## Data excerpts

*****

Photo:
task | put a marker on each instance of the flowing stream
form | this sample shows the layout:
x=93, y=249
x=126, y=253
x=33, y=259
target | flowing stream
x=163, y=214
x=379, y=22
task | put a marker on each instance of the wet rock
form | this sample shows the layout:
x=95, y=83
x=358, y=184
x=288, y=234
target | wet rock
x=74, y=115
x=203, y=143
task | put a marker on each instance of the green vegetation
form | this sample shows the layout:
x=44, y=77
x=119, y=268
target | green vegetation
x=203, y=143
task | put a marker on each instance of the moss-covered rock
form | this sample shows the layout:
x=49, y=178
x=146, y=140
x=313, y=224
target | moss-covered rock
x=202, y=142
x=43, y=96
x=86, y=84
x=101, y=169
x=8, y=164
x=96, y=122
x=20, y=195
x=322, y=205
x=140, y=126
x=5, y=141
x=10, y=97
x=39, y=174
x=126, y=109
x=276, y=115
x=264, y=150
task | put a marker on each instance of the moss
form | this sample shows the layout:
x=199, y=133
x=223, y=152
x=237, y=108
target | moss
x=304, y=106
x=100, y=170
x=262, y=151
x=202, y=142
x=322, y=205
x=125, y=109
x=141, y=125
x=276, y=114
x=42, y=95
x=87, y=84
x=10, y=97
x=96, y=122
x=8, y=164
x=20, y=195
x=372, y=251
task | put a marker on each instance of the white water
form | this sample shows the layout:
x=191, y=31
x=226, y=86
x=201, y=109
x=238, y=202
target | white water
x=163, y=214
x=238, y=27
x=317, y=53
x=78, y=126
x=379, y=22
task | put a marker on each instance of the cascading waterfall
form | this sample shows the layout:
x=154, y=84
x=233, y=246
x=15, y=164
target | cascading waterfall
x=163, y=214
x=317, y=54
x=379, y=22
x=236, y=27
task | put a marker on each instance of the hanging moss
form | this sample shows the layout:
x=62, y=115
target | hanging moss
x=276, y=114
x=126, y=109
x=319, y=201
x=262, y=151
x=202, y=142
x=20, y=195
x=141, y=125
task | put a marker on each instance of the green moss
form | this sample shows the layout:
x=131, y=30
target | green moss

*****

## Written instruction
Please copy word for word every line of the rows, from the line holding "task | put a marker on each instance of the hanging" through the final line of the rows, inclusive.

## Solution for this exercise
task | put a marker on each instance of the hanging moss
form | this sample shows the layout:
x=62, y=115
target | hanging moss
x=276, y=114
x=126, y=109
x=319, y=201
x=262, y=151
x=202, y=142
x=20, y=195
x=141, y=125
task | put a marker on each instance of the green moss
form | this sample shows the layout:
x=131, y=30
target | green moss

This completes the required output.